[Data records]
-*-

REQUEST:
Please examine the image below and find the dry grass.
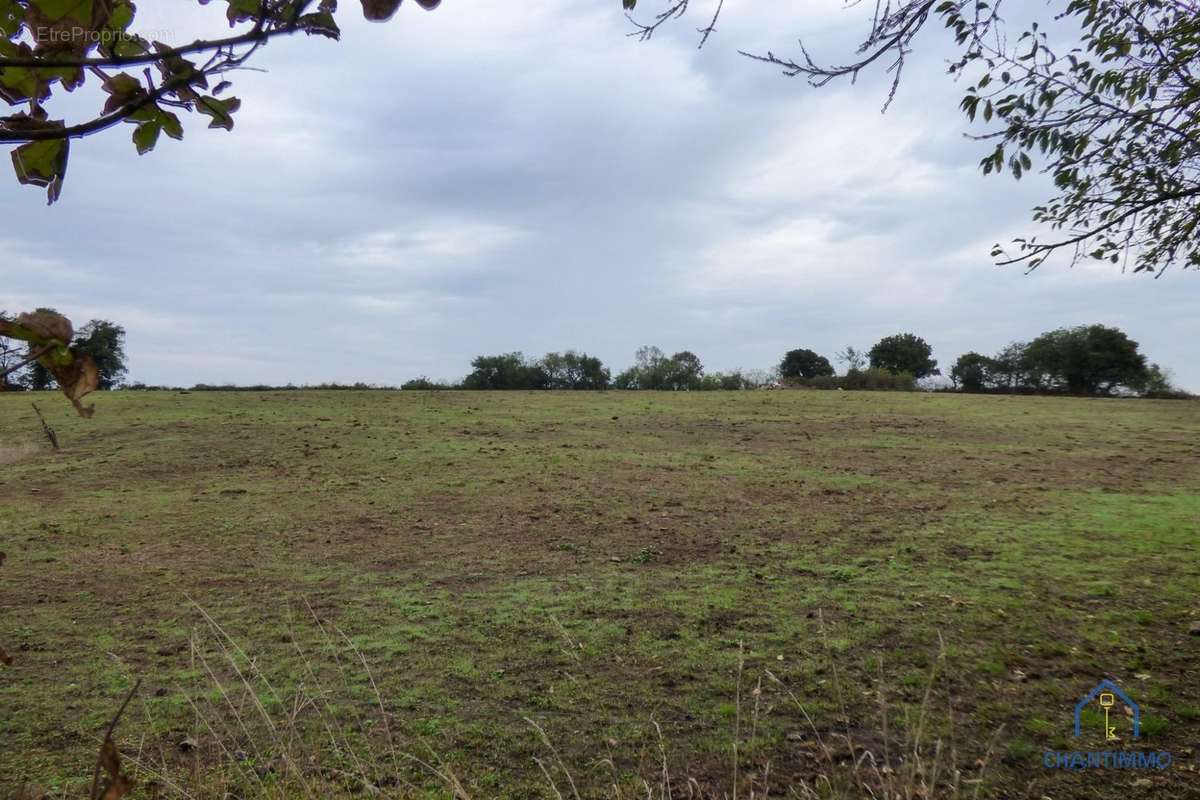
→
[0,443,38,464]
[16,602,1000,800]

-*-

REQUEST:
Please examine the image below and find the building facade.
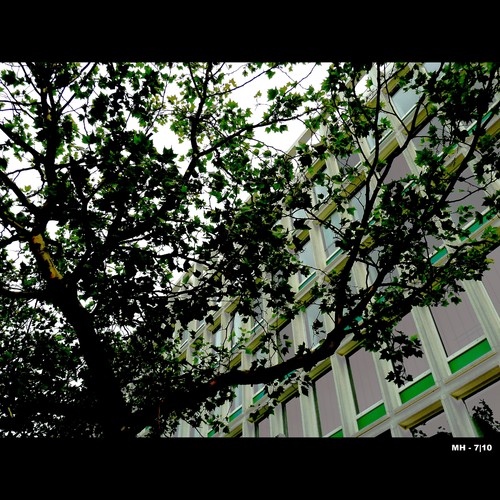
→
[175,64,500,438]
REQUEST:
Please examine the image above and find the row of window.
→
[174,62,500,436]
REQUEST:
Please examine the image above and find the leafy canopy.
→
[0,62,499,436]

-*-

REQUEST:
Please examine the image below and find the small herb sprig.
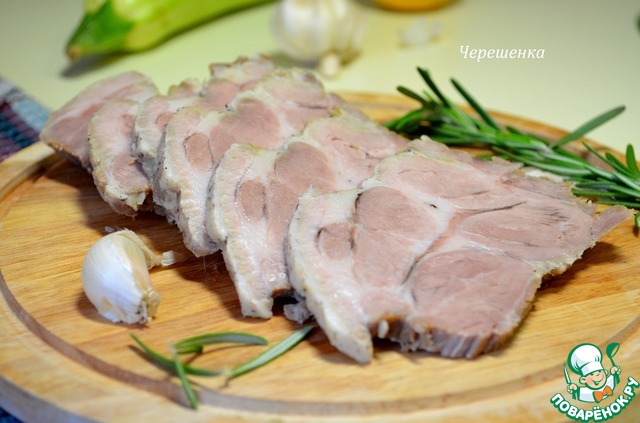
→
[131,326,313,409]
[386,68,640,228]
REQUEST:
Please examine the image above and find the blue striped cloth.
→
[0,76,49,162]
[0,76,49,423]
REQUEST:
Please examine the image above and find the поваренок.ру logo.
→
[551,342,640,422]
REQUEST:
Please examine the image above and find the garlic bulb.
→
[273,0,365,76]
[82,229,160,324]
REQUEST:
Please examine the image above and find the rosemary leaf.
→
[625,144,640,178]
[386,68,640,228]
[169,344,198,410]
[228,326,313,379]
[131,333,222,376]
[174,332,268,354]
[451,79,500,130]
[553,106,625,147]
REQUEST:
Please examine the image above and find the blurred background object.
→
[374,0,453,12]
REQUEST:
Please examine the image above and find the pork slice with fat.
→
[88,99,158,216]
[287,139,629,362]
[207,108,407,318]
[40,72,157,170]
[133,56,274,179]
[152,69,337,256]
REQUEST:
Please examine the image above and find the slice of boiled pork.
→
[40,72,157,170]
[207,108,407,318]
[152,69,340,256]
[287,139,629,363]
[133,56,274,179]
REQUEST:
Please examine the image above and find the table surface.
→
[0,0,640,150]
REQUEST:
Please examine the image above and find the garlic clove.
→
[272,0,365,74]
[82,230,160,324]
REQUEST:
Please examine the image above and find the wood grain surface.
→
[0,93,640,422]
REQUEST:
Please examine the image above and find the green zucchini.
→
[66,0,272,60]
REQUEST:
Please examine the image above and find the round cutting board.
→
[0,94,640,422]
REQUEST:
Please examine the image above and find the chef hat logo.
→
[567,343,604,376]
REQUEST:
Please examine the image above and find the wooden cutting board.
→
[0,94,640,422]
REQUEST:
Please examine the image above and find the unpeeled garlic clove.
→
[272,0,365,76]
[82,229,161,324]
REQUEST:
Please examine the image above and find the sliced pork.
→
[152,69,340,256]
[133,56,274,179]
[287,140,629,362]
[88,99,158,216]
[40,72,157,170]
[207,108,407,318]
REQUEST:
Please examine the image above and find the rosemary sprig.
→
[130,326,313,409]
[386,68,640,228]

-*-

Extract each line from the records that contains the string "below", treating uppercase and lowercase as different.

Please examine the image below and find the dry grass.
Please examine the image below and find the building facade.
Please examine the image below and find the small herb sprig.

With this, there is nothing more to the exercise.